SPOT-183 Schema validation for input data #72

rabarona · 2017-06-29T21:49:20Z

This PR implements changes requested in SPOT-183 and aims to overpass issues reported on SPOT-174 and SPOT-149. It validates input dataset (reading dataframe schema) and checks if it contains the schema required for model training.

Main changes

Added schema validation based on columns required for model training.
Updated each pipeline (DNS, Flow, Proxy) so the schema is validated before performing any other activity.
Updated main activity to show error about bad schema if any.
The main application now will print what fields are not matching the expected schema.
Added unit test for schema validation.

NathanSegerlind · 2017-06-29T22:19:07Z

spot-ml/src/main/scala/org/apache/spot/dns/DNSSuspiciousConnectsAnalysis.scala

-    logger.info("Fitting probabilistic model to data")
-    val model =
-      DNSSuspiciousConnectsModel.trainModel(sparkSession, logger, config, dnsRecords)
+    if (schemaValidationResults.length > InputSchema.ResponseDefaultSize) {


this is a somewhat cryptic test condition... what is being checked here?

So, the validator returns a Seq of messages (String). If everything went well, there will be 1 message (initializing message) but if there are schema errors there are going to be more than one.
If is > InputSchema.ResponseDefaultSize (meaning 1) then it indicates there are some errors, if it's one then everything is good.

could we just return a binary Pass/Fail value?

Yeah, it can be, just want to have the list of columns not working. I can return a tuple or case class with Pass/Fail and a Seq of messages. What do you think?

i like the idea of a pair or case class

NathanSegerlind · 2017-06-29T22:21:01Z

spot-ml/src/main/scala/org/apache/spot/proxy/ProxySuspiciousConnectsAnalysis.scala


-    logger.info("Fitting probabilistic model to data")
-    val model = ProxySuspiciousConnectsModel.trainModel(sparkSession, logger, config, proxyRecords)
+    if (schemaValidationResults.length > InputSchema.ResponseDefaultSize) {


cryptic condition

NathanSegerlind · 2017-06-29T22:21:14Z

spot-ml/src/main/scala/org/apache/spot/netflow/FlowSuspiciousConnectsAnalysis.scala

-    logger.info("Fitting probabilistic model to data")

» ENTRIES SHOWN:
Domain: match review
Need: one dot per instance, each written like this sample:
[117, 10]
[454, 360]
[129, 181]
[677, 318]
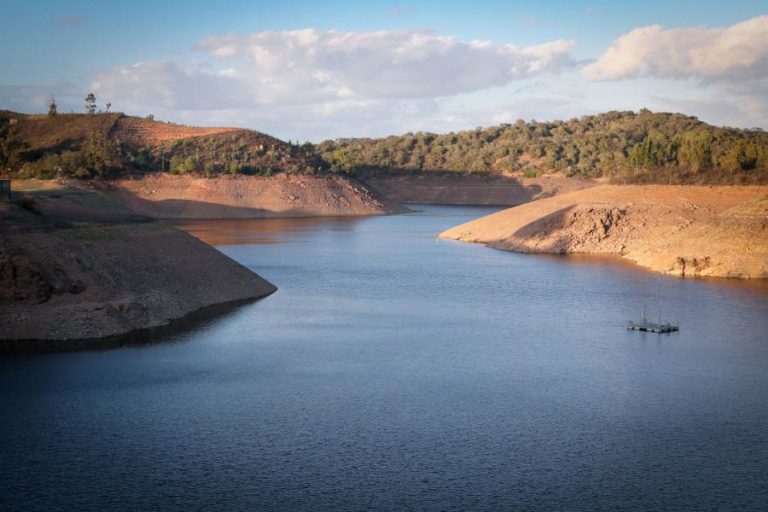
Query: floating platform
[652, 327]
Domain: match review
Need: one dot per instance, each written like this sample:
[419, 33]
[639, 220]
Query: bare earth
[145, 132]
[677, 230]
[166, 196]
[81, 267]
[471, 189]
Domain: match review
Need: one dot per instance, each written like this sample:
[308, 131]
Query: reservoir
[393, 371]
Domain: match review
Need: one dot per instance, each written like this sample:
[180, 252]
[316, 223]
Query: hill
[78, 269]
[626, 147]
[110, 145]
[683, 231]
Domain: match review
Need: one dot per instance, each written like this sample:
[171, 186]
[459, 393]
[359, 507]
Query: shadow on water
[261, 231]
[167, 333]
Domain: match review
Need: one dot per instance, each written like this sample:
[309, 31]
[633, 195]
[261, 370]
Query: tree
[90, 103]
[53, 109]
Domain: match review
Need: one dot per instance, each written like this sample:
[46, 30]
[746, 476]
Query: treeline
[82, 146]
[625, 146]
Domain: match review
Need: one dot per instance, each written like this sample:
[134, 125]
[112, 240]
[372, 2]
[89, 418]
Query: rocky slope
[469, 189]
[165, 196]
[683, 231]
[77, 270]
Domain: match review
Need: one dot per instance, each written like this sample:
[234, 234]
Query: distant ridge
[627, 147]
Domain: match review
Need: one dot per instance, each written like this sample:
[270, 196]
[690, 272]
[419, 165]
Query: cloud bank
[311, 66]
[733, 53]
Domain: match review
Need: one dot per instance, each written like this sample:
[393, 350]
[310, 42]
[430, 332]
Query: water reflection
[262, 231]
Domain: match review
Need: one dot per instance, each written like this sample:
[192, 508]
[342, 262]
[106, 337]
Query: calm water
[392, 371]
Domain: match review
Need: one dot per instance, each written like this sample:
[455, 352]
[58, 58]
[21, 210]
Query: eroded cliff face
[68, 273]
[165, 196]
[683, 231]
[470, 189]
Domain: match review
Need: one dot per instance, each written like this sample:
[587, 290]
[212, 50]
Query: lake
[393, 371]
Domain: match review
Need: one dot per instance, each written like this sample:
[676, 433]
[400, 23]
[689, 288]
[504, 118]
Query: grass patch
[85, 232]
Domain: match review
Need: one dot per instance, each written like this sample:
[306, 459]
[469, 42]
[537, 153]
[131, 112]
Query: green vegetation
[627, 147]
[88, 146]
[239, 152]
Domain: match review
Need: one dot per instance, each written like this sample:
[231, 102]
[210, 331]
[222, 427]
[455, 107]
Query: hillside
[78, 270]
[165, 196]
[111, 145]
[626, 147]
[683, 231]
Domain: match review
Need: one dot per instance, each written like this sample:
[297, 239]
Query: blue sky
[374, 68]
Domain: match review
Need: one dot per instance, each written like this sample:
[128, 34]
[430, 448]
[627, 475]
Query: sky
[311, 70]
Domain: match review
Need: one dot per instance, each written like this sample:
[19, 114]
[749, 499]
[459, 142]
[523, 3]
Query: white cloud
[311, 66]
[732, 53]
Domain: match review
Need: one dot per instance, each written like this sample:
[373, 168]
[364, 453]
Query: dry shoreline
[79, 271]
[184, 197]
[676, 230]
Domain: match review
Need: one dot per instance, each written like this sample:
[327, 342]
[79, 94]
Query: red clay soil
[470, 189]
[677, 230]
[74, 272]
[145, 132]
[166, 196]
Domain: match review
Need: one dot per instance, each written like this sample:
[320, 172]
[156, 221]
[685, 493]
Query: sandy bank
[73, 273]
[469, 189]
[677, 230]
[165, 196]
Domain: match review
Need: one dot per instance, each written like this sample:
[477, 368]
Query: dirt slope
[469, 189]
[166, 196]
[143, 132]
[685, 231]
[73, 271]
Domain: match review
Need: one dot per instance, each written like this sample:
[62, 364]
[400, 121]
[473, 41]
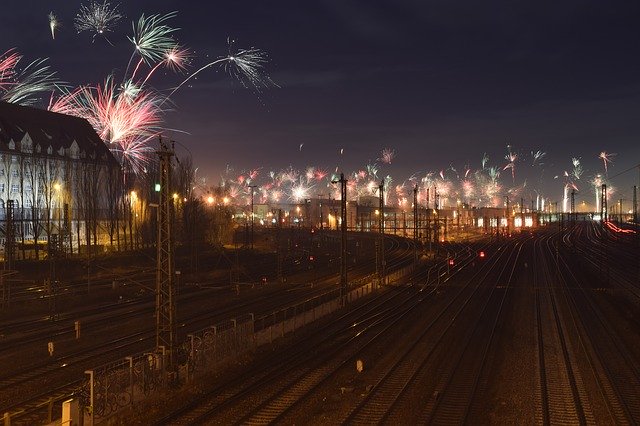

» EXERCISE TASK 1: Extract every line of the records that contains the string "water". Matching is case-sensitive.
» EXERCISE TASK 2: Write the next part of the schema validation review thread, picking up after its last line.
The text and the records come from unrelated sources.

» OUTPUT 1:
Query: shadow on water
Query: water reflection
Query: calm water

» OUTPUT 2:
-    val model =
-      FlowSuspiciousConnectsModel.trainModel(sparkSession, logger, config, flowRecords)
+    if (schemaValidationResults.length > InputSchema.ResponseDefaultSize) {


cryptic condition

NathanSegerlind · 2017-06-29T22:23:38Z

spot-ml/src/main/scala/org/apache/spot/utilities/data/validation/InputSchema.scala

+    * @param expectedSchema schema expected by model training and scoring methods
+    * @return
+    */
+  def validate(inSchema: StructType, expectedSchema: StructType): Seq[String] = {


to be explicit... this test should pass if there are extra columns in the dataframe, not just the ones used by the model schema ?

this should be commented on and tested on

Yeah, the validation is going to check that the columns required for model training then it's good to go, no matter if there are more columns.
Will do that.

NathanSegerlind · 2017-06-30T20:07:32Z

LGTM

NathanSegerlind · 2017-06-30T20:08:07Z

see you in 9 and 1/2 weeks

lujacab · 2017-07-21T16:39:13Z

+1

brandon-edwards · 2017-07-26T17:50:10Z

spot-ml/src/main/scala/org/apache/spot/SuspiciousConnects.scala

@@ -103,7 +103,11 @@ object SuspiciousConnects {
            InvalidDataHandler.showAndSaveInvalidRecords(invalidRecords, config.hdfsScoredConnect, logger)
          }

-          case None => logger.error("Unsupported (or misspelled) analysis: " + analysis)
+          case None => logger.error(s"Something went wrong while trying to run Suspicious Connects Analysis")
+            logger.error(s"The value of parameter analysis (provided: $analysis) is any of the valid analysis types? " +


Suggested change?: "Is the value of the analysis parameter (provided: $analysis) any of the valid analysis types?"

#BadEnglish
Thanks!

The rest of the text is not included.